#### [CONSIGNES]
**A)** D'après le compte rendu, combien d'historiens et d'historiennes ont contribué à l'ouvrage ?
**B)** Indiquez, s'il vous plaît, si chaque affirmation s'accorde avec le compte rendu, en citant les mots qui tranchent : (i) le volume de Mélanges est organisé en trois parties ; (ii) Claude Huriet a présidé l'Institut Curie ; (iii) Jérôme Pozzi est professeur à la Faculté de médecine de Nancy.

Rares sont les ouvrages en l’honneur d’un Professeur qui réussissent à dresser le portrait d’un territoire, ici la Lorraine, avec tant de précisions, de rigueur et de complémentarité (notons tout de même la contribution de 22 historiens et historiennes). Finalement, un ouvrage à l’image du Professeur El Gammal, que votre humble serviteur a eu le plaisir d’avoir comme enseignant lorsqu’il était encore étudiant à l’Université de Lorraine. Un professeur exigeant et bienveillant qui a poussé Jérôme Pozzi, maître de conférences en histoire contemporaine à l’Université de Lorraine, à organiser ce volume de Mélanges en trois temps. Une première partie consacrée aux « Figures Lorraines », une seconde aux « Cultures et sociétés », enfin une troisième aux « Approches politiques contemporaines ».
Un ouvrage agréable à feuilleter et à lire grâce à la diversité des thèmes abordés, qui nous apportent précisions et anecdotes sur des figures bien connues comme un jeune Barrès négligeant et dénigrant la Lorraine. L’épisode se retrouve dans Les Déracinés : quand Sturel arrive dans la capitale, il crie « A bas Nancy ! Vive Paris ! ». (p.28). A contrario, des figures moins connues sont une réelle découverte comme Claude Huriet, éminent professeur à la Faculté de médecine de Nancy, maire, président de Conseil général, parlementaire et surtout président de l’Institut Curie, dont le portrait dressé est d’une candeur inattendue pour un politique.
On notera également quelques contributions originales qui explorent des champs historiographiques laissés jusque-là en sommeil. En effet, la contribution « A la table du préfet. Administration et commensalité dans la France du 19e siècle » (p.101) nous amène à réfléchir sur l’art d’administrer ; quant à celle sur le Grand-Est et le poids du passé : « 57-Le Parti des Mosellans/Partei der Mosellothringer » (p.313) nous fait réfléchir sur un régionalisme méconnu qui questionne le périmètre institutionnel moderne de la Région Grand Est.

#### [Entrées du jeu de données]
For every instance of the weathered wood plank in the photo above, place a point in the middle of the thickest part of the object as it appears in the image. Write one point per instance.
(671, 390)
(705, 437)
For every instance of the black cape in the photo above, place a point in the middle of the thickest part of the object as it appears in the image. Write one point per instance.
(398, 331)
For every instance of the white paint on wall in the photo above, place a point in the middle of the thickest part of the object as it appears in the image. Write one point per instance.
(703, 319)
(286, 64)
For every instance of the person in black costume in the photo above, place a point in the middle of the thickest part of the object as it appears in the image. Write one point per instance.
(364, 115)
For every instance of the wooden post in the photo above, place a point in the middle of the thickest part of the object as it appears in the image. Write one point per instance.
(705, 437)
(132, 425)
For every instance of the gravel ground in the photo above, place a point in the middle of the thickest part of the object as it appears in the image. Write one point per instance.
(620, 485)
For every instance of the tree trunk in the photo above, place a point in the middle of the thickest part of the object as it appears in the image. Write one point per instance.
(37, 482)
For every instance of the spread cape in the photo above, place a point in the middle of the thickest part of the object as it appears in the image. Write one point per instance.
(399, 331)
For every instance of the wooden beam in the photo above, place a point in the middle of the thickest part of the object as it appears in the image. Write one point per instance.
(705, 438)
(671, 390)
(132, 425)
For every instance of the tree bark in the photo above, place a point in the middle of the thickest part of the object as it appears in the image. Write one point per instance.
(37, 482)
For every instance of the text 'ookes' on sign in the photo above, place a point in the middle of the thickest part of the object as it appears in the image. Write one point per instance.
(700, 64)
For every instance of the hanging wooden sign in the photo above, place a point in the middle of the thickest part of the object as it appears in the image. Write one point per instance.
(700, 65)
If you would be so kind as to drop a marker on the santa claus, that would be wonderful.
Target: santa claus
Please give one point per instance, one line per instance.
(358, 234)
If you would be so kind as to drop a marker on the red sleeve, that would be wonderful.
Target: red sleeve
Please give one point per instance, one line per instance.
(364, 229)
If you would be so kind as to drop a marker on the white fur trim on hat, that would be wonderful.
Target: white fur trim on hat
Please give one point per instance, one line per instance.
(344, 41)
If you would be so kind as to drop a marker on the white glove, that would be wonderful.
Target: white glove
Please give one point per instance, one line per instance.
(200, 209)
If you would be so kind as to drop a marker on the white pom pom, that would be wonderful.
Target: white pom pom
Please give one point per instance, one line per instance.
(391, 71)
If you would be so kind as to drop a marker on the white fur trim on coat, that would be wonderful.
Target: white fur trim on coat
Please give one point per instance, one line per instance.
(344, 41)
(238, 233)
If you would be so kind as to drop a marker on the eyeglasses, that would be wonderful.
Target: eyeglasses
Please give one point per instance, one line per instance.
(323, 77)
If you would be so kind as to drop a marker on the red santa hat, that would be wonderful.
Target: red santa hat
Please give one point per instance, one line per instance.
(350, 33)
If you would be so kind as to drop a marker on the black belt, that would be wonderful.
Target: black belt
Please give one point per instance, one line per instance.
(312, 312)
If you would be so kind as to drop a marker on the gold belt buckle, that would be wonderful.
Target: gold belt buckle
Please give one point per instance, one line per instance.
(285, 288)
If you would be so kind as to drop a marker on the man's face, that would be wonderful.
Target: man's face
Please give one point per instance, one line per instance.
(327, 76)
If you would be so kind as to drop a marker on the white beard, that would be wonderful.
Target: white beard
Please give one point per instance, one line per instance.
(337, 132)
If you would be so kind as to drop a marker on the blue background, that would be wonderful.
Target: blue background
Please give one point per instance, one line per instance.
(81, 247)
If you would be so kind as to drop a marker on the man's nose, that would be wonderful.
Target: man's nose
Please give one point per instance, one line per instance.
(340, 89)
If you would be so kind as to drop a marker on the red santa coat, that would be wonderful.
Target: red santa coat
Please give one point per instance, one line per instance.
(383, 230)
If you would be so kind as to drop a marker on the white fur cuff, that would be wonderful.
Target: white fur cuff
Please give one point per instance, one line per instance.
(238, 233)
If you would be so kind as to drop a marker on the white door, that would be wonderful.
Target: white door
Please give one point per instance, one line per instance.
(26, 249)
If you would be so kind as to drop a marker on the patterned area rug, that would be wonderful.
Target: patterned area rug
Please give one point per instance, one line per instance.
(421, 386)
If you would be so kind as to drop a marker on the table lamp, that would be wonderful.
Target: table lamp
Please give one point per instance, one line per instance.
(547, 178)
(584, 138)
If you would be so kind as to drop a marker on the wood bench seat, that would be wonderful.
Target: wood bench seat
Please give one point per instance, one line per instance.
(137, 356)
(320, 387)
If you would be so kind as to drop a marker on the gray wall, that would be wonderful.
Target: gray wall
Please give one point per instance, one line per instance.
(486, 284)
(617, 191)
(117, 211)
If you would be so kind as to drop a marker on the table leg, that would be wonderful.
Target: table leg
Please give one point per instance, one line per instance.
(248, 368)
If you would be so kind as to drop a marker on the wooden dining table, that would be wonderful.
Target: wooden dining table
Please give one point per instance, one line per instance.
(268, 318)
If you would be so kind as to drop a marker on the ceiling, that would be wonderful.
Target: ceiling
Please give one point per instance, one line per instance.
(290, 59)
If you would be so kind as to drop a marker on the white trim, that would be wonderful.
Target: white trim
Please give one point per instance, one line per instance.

#### [CORRIGÉ]
**A)** 22 historiens et historiennes.

**B)**
(i) Oui : « organiser ce volume de Mélanges en trois temps ».
(ii) Oui : « surtout président de l’Institut Curie ».
(iii) Non : « Jérôme Pozzi, maître de conférences en histoire contemporaine à l’Université de Lorraine ».